*WHAT THE TASK ASKS*
Below is a listing to write out in full, exactly as given, without its pictures.

*TASK INPUT*
====
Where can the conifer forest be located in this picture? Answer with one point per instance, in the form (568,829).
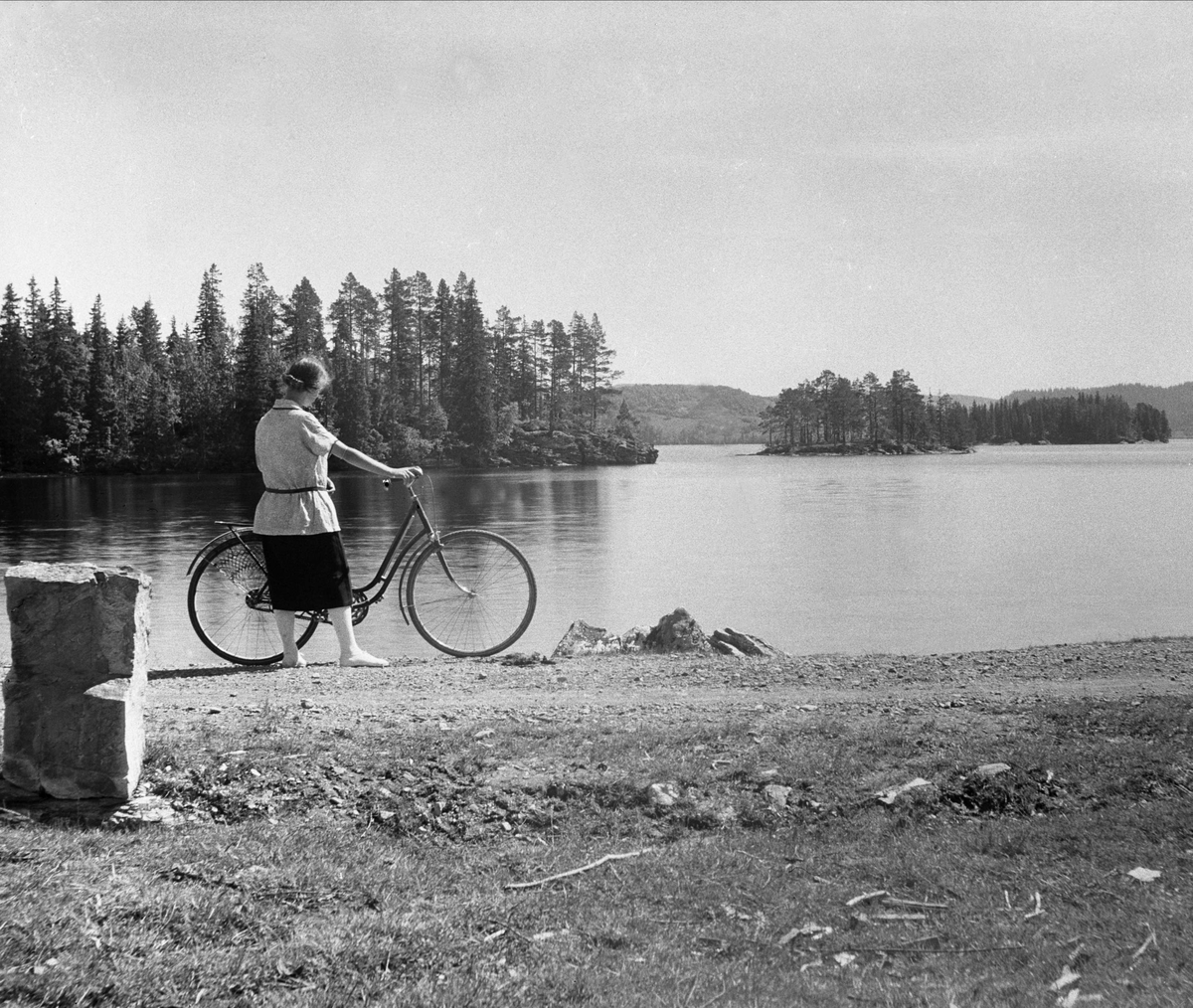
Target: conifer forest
(833,410)
(419,374)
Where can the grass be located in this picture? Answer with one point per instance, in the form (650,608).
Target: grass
(367,863)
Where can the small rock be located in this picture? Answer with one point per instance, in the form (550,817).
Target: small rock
(677,632)
(663,794)
(584,638)
(776,794)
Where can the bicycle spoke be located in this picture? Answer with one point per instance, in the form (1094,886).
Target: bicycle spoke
(230,605)
(495,608)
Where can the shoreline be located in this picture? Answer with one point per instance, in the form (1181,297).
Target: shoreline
(642,686)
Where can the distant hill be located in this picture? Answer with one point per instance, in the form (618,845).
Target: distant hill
(692,415)
(1176,401)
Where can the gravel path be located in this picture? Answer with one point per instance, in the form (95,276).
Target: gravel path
(686,686)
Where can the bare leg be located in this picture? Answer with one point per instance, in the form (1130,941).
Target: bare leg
(291,657)
(351,653)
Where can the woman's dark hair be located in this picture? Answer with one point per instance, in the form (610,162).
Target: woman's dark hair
(307,375)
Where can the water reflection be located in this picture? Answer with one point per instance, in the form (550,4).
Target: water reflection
(1002,548)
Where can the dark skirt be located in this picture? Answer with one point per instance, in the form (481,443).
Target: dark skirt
(307,573)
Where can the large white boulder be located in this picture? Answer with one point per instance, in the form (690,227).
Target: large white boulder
(75,697)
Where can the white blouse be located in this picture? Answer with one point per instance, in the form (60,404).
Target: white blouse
(291,452)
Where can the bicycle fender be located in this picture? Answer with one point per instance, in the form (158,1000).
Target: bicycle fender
(433,544)
(224,537)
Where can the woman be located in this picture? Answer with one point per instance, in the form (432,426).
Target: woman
(296,518)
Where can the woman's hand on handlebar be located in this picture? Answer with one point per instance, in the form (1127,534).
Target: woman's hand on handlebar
(407,475)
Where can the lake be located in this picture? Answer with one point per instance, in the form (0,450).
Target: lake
(1002,548)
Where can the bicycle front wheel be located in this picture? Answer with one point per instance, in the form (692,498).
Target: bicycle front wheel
(230,603)
(471,593)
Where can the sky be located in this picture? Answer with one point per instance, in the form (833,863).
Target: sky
(990,196)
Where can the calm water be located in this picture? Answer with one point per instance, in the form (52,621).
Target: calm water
(1002,548)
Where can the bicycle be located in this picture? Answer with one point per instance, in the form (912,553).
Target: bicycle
(469,593)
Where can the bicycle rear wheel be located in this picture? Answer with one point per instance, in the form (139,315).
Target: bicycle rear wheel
(471,594)
(230,603)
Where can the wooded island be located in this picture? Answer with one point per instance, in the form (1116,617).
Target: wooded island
(833,413)
(421,375)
====
*SOLUTION TO THIS EXERCISE*
Where can the conifer forest be located in this picture? Answer with one point per instance, in the form (568,829).
Target: conifer forest
(833,410)
(419,374)
Where can the grass be located in this picture? Answer with one point per instance, in the form (650,608).
Target: grass
(367,863)
Where can the small rock be located in this picture? Answer with one point per instance, in the form (550,817).
Target: small rock
(677,632)
(663,794)
(584,638)
(776,794)
Where can the bicycle spoke be located in this picture? Answer with one point per instance, in the form (1094,886).
Target: bicycle spoke
(230,605)
(495,608)
Where can the shoreline be located in this picture? Answer with one point per instance, in the form (1181,297).
Target: shoreline
(642,686)
Where can the distant hill be located in this picture? Answer with one point per instance, in the form (618,845).
Target: distant hill
(692,415)
(1176,401)
Where can the gravel path be located in this picture? Answer with one point per instance, in the form (95,276).
Target: gravel path
(686,686)
Where can the bare leg be located in this picture? Answer with one point per instance, in the form (1130,941).
Target: bare leg
(291,657)
(351,653)
Where can the woman's dark hair be located in this picture? Answer with one point per instance, in the form (610,162).
Target: woman's dark hair
(307,375)
Where can the water reflection be located in this picture? Answer with one point per instance, in the form (550,4).
Target: water reflection
(1002,548)
Where can the dark skirt be located in this picture? Answer with one point per instance, in the form (481,443).
Target: dark skirt
(307,573)
Where can the large white boulder be located in this picture? Answer with one point per instance, in the form (690,227).
Target: large white boulder
(75,697)
Where can the white blouse be located in this picture? Answer with one point per instance, in the form (60,404).
Target: white blouse
(291,452)
Where can the bicycle fender be located in this picture? Answer with one point per instance, in the form (158,1000).
Target: bicycle fender
(433,544)
(224,537)
Where can the woman be located in this picture? Answer with one point per instance, in the form (432,426).
Target: woman
(296,518)
Where can the woman's hand on handlebar be located in this picture? Answer with one point per instance, in the form (1127,534).
Target: woman's hand on handlebar
(407,475)
Where can the lake be located in this picture? Answer with one point per instance, in the form (0,450).
Target: lake
(1002,548)
Where can the bicycle front wheel be located in this picture? Answer with one point per instance, in the form (692,498).
Target: bicycle front wheel
(230,603)
(471,593)
Where can the sky be located in this picture? Answer with one point per instance, in the form (833,863).
Target: sky
(990,196)
Where can the calm water be located in this picture? Answer with one point per instance, in the form (52,621).
Target: calm water
(1002,548)
Where can the bicycle be located in this picture? Answer with one point per instance, in the form (912,553).
Target: bicycle
(469,593)
Where can the bicycle rear wheel be located in this picture? Answer with one point per instance, in the form (139,315).
Target: bicycle rear wheel
(471,594)
(230,603)
Where can the wooded island be located in this picture? Answer with one point per instance, in the form (1116,617).
Target: wooded island
(833,413)
(421,375)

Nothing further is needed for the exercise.